Object location annotation data:
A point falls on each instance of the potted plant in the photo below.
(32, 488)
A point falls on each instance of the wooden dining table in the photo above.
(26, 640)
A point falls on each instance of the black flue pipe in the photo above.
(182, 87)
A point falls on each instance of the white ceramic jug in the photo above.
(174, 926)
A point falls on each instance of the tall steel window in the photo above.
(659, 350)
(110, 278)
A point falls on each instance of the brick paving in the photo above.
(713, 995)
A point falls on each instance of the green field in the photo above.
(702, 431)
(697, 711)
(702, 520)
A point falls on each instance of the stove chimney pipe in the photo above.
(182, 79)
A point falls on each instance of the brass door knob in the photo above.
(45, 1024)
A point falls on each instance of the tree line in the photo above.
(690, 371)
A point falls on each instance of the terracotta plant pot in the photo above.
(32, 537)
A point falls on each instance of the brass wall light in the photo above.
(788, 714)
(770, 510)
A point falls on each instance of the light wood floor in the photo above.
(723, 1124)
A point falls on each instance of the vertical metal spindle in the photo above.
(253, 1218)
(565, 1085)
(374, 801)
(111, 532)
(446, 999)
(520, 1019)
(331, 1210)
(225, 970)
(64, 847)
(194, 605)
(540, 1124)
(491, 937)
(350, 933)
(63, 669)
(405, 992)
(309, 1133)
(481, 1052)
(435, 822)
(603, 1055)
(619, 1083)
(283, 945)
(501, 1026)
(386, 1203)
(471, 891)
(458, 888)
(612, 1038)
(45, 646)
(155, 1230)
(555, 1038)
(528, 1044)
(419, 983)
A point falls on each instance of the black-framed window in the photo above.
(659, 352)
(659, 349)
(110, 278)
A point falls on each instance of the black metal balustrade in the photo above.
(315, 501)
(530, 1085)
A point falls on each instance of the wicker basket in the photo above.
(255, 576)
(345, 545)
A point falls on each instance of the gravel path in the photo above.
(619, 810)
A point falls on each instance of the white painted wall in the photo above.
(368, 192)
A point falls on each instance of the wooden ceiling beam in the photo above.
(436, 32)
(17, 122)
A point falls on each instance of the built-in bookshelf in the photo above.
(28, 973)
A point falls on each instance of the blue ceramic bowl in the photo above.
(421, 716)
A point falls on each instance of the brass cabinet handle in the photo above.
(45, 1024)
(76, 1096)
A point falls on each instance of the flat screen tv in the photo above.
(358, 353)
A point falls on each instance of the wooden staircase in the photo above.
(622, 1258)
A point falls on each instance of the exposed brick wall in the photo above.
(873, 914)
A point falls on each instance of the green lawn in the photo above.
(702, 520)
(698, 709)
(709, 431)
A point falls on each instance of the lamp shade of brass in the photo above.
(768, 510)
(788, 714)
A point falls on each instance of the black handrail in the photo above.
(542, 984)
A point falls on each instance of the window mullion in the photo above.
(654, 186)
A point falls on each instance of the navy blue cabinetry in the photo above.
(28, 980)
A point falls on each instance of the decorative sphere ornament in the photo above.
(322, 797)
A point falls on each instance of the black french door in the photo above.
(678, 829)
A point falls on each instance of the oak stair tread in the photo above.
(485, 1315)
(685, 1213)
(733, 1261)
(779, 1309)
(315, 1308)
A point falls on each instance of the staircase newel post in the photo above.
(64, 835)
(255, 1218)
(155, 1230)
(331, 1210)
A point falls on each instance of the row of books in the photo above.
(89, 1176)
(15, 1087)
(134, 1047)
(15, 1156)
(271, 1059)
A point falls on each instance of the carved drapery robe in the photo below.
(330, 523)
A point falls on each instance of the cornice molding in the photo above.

**GIVEN REQUEST**:
Rescale the material starting with the line that contains "A point falls on each instance of the exposed" and going on through the line that contains "(315, 1308)", both ends included, repeating every line with the text lines unchanged. Multiply each point coordinate by 2 and round to whole numbers, with halves rounded up.

**ANSWER TO THE TASK**:
A point falls on each instance of the exposed brick wall in the photo above.
(1746, 1828)
A point falls on each instance of the green lawn in the photo above.
(1404, 1040)
(1396, 1418)
(1418, 862)
A point falls on each instance of the lamp shade of brass in the photo above.
(1536, 1020)
(1576, 1428)
A point falls on each instance of the black handrail in the photo above.
(1084, 1968)
A point falls on each instance of the window mullion in the photo above.
(1308, 372)
A point falls on each instance of the navy blue cabinetry in the photo above.
(56, 1960)
A point falls on each instance of the decorative sphere ornament in the photo above.
(644, 1594)
A point falls on each instance of the black french door in the photo above.
(1356, 1658)
A point falls on each instance of the oak stair tread in the photo above.
(970, 2630)
(1370, 2426)
(1466, 2522)
(1558, 2618)
(630, 2616)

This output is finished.